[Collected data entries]
|---|

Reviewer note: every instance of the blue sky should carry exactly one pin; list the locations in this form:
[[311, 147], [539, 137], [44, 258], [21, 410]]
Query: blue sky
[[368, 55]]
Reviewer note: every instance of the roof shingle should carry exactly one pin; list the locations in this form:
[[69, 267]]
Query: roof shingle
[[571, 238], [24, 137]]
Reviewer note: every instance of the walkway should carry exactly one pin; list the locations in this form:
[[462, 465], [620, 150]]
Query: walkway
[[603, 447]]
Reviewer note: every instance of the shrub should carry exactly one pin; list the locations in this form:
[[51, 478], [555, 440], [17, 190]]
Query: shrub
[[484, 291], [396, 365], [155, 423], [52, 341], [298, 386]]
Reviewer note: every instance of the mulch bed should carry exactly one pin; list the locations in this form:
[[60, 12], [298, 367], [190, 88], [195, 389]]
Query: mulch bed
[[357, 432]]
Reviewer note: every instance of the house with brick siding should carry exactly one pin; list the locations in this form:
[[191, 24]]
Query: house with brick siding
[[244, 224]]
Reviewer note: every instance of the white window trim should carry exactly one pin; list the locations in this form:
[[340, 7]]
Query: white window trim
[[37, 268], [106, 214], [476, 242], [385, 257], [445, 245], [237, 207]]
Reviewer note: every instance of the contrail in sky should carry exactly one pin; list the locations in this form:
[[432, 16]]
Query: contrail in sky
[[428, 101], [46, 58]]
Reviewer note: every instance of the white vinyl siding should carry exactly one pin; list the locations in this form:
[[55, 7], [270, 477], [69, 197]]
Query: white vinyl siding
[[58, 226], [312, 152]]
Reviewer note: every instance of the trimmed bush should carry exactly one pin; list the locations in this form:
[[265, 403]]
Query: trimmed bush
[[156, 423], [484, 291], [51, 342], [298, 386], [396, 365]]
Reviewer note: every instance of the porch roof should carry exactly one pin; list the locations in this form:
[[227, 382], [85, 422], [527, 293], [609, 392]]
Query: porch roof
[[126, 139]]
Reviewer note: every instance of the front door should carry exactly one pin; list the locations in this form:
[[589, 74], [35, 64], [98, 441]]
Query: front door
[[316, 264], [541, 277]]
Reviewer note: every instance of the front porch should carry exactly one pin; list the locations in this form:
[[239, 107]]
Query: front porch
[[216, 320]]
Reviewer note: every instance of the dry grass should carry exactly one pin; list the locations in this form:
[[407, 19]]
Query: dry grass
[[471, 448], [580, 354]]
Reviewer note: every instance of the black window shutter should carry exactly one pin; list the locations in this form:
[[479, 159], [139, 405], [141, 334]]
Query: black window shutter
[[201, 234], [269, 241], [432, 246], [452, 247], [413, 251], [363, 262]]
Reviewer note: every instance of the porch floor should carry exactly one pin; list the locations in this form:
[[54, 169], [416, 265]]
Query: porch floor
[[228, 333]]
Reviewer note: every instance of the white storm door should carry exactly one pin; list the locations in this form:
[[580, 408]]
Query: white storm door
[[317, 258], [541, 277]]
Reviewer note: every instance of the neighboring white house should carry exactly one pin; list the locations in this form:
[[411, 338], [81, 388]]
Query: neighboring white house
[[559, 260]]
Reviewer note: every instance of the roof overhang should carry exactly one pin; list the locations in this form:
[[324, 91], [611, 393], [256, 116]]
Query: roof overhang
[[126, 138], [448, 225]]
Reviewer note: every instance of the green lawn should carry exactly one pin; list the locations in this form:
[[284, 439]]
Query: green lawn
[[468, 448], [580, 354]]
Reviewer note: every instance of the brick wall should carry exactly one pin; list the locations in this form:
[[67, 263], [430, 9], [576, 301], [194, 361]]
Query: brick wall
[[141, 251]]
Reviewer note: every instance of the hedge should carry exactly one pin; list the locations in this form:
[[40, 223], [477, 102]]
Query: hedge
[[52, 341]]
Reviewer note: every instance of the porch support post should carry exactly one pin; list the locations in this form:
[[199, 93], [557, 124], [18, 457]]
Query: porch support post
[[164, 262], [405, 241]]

|---|

What needs to be done
Reproduce every line of the material above word for word, from start to finish.

Expected answer
Reviewer note: every instance of the blue sky should carry exactly one pin; list the locations in this form:
[[311, 147], [539, 137], [44, 258], [21, 410]]
Query: blue sky
[[368, 55]]
Reviewer note: every instance of the roof shingle should carry exactly one pin; list the locations in this form:
[[69, 267]]
Query: roof shingle
[[571, 238], [24, 137]]
Reviewer note: every instance of the walkway should carry exactly one pin; list the locations in this form:
[[462, 465], [620, 150]]
Query: walkway
[[603, 447]]
Reviewer note: every instance of the shrub should carry exactly one pin; list the locations in this form:
[[51, 478], [555, 440], [17, 190]]
Query: shrub
[[484, 291], [396, 365], [155, 423], [52, 341], [298, 386]]
Reviewer note: every instance of the mulch bed should carry exactly one pin; list the locations in this form:
[[60, 12], [298, 367], [190, 88], [195, 389]]
Query: mulch bed
[[357, 432]]
Reviewer note: every instance of the house with brick siding should carry exactly one pin; list the locations in this form:
[[191, 24]]
Query: house with brick siding
[[244, 224]]
Reviewer note: every instance of the white window trim should carry exactly one pin; list the locations in this form:
[[340, 7]]
Query: white window trim
[[37, 268], [106, 214], [476, 242], [385, 257], [445, 245], [237, 207]]
Reviewer note: every instance of the contrail in sky should carry exactly one pin; list the locations in this form:
[[432, 16]]
Query: contrail in sky
[[428, 101], [46, 58]]
Reviewer note: every instance of the white vinyl siding should carry exactly one pin; list the locations in this form:
[[55, 7], [270, 477], [69, 197]]
Query: white vinyl siding
[[58, 226], [312, 152]]
Reviewer note: every instance of the trimmed bush should carry exactly one pin; list the locations in this form:
[[265, 403]]
Query: trimmed bush
[[156, 423], [484, 291], [51, 342], [298, 386], [396, 365]]
Reviewer note: every instance of the porch roof should carry exactly one pin; list the locations in this form:
[[227, 382], [85, 422], [527, 293], [609, 392]]
Query: porch roof
[[126, 139]]
Reviewer note: every instance of the front door should carry exactly one pin; list the locations in this form:
[[589, 74], [35, 64], [98, 441]]
Query: front door
[[316, 264], [541, 277]]
Reviewer note: every instance of the front porch should carry exactly one pin; list the locations in this form:
[[239, 107]]
Query: front porch
[[216, 320]]
Reviewer note: every instance of the dry grass should carry exactly one pin; list the locations in this form:
[[407, 19]]
Query: dry grass
[[471, 448], [580, 354]]
Reviewer note: every instance of the black window shutter should carry exactly one pin; list the locations in this form:
[[479, 159], [139, 405], [141, 334]]
Query: black window shutter
[[201, 234], [269, 241], [432, 246], [452, 247], [413, 251], [363, 262]]
Reviewer note: every instance of the porch floor should carry exactly one pin; list the locations in this form:
[[54, 169], [416, 265]]
Query: porch floor
[[228, 333]]
Reviewer note: every instance of the white storm door should carry exactly one pin; list the locations in this form:
[[580, 408]]
Query: white storm door
[[317, 258], [541, 277]]
Reviewer note: every instance of the neighboring white house should carry exactly one pin; list the locations in this form:
[[411, 338], [81, 388]]
Query: neighboring white house
[[559, 260]]
Reviewer note: every instance of the roof overhang should carry exactly one pin; list the locations in this form:
[[324, 91], [611, 393], [256, 116]]
Query: roof overhang
[[126, 138], [448, 225]]
Reviewer note: every instance of the green lawn should carry exactly one pin; list the locations in this form:
[[284, 439]]
Query: green lawn
[[468, 448], [580, 354]]
Reviewer note: every instance of the brick wall should carry exactly one pin; list the locations in this form:
[[67, 263], [430, 9], [576, 301], [194, 361]]
Query: brick wall
[[141, 251]]
Reviewer note: every instance of the hedge should carry exactly one pin; list the locations in this form:
[[40, 223], [477, 102]]
Query: hedge
[[52, 341]]
Reviewer note: every instance of the porch support post should carry exactly one pin; list the locations in this form:
[[199, 93], [557, 124], [18, 457]]
Query: porch support post
[[164, 262], [405, 241]]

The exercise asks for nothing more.